### GIVEN REQUEST:
Rewrite the records starting at the line containing "Every instance of the side mirror" and ending at the line containing "[[51, 118]]", with their requests. Adjust every point coordinate in the answers by -92, and leave the requests and their format samples unchanged.

### LISTING:
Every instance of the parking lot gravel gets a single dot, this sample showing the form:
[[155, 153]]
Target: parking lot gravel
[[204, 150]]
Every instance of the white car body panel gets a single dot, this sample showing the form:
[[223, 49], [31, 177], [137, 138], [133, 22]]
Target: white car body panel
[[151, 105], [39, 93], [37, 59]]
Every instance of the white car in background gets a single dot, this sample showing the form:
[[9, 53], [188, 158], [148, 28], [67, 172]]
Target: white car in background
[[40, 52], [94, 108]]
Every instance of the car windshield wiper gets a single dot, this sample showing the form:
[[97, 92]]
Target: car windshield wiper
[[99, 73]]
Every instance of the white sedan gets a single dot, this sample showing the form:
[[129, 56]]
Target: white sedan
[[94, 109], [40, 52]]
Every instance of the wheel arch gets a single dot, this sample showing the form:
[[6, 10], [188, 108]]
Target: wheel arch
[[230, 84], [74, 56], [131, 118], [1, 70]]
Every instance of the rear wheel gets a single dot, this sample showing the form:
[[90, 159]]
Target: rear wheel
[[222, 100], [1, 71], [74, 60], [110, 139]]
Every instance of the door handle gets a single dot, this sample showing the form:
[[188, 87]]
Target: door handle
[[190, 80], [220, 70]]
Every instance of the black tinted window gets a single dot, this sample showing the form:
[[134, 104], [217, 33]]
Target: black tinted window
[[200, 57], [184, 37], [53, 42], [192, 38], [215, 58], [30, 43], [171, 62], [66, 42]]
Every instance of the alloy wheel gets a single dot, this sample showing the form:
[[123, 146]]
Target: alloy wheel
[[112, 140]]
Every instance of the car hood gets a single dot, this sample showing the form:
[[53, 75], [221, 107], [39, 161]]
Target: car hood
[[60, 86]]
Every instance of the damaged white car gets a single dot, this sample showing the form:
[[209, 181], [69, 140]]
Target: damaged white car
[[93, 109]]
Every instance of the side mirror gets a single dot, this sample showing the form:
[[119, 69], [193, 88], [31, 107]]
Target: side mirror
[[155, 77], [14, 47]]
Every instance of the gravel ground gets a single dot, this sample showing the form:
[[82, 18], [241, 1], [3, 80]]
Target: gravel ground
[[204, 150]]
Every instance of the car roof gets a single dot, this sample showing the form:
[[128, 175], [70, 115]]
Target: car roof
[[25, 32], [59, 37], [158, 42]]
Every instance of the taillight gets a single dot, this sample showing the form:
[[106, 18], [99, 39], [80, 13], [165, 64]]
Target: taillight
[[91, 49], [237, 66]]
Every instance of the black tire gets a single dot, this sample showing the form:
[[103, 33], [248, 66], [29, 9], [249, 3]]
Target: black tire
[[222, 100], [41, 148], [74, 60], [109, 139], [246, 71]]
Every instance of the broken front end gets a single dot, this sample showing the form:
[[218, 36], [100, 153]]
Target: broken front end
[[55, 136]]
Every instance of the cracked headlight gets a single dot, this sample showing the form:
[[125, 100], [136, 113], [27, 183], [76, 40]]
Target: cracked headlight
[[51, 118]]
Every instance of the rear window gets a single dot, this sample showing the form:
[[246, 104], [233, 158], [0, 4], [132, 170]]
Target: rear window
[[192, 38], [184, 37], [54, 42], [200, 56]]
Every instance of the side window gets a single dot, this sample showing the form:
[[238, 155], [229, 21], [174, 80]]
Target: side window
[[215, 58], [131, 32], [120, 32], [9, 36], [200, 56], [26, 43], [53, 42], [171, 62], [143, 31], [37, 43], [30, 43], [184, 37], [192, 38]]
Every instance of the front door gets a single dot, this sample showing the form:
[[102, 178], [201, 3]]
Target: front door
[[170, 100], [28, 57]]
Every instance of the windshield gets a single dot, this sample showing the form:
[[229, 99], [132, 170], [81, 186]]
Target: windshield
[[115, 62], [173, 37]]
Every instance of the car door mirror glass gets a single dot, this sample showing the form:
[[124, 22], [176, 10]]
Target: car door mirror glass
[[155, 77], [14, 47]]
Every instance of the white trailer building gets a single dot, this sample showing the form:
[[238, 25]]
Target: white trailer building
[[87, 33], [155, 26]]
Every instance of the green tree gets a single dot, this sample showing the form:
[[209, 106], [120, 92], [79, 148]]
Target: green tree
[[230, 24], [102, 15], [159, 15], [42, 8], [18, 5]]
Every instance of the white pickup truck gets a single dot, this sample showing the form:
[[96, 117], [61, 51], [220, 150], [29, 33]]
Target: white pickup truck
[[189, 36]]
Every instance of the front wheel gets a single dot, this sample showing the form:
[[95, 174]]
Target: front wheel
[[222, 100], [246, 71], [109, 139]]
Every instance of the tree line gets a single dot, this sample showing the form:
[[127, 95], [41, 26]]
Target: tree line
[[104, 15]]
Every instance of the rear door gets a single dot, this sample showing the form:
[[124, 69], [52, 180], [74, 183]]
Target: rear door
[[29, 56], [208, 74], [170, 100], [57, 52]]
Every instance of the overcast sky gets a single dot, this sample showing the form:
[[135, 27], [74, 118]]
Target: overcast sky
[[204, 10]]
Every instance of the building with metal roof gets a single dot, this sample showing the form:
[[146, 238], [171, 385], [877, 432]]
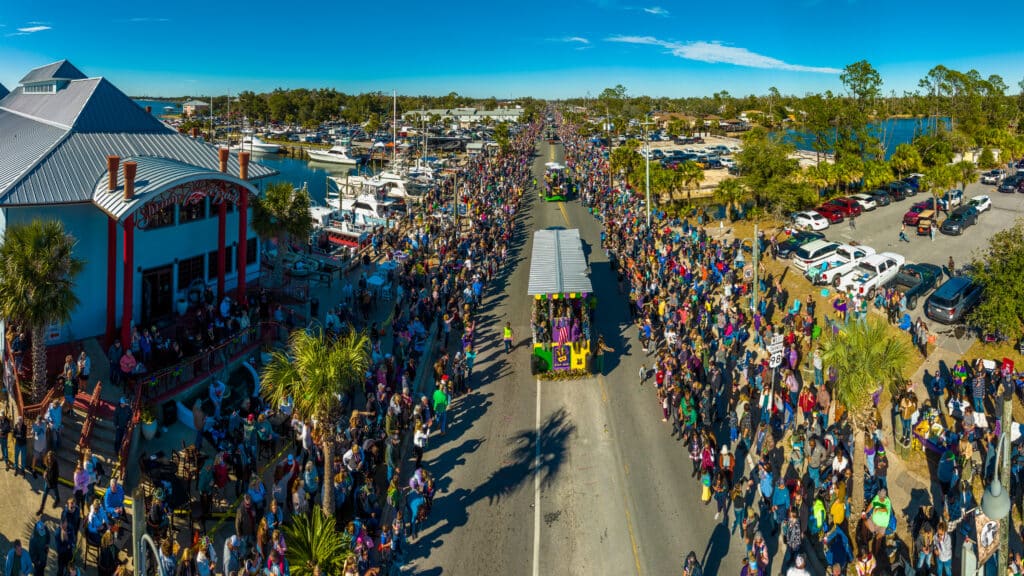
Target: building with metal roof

### ANSWER FOR THIS EXERCISE:
Every instance of the side mirror gets a single dot, this sample showing the form:
[[119, 69], [193, 88], [31, 107]]
Target: side mirror
[[63, -15], [-78, -45]]
Every instance of the gravel ground gets a single dot, this sample showing the form:
[[82, 18], [241, 1], [3, 80]]
Target: gravel ground
[[112, 58]]
Every instance of the car roof gets a single dot, this sample showing the form:
[[128, 175], [70, 115]]
Target: car roof
[[-67, -60], [-33, -55], [66, -50]]
Every instance of the taillight gets a single dot, this sample showing the form:
[[106, 18], [99, 39], [80, 13], [165, 64]]
Target: taillight
[[-1, -43], [145, -26]]
Every instance of the black tire gets a single dot, this sample showing the form:
[[103, 33], [248, 66], [29, 9], [249, 3]]
Target: black tire
[[130, 8], [-51, 56], [-18, -32], [17, 47], [154, -21]]
Every instance of the broken front end gets a single dot, this sample showing the form:
[[218, 36], [100, 153]]
Target: broken front end
[[-37, 44]]
Every instance of the cracked headlight gets a single dot, this sample showing the form:
[[125, 100], [136, 113], [27, 183], [76, 40]]
Target: cracked headlight
[[-41, 26]]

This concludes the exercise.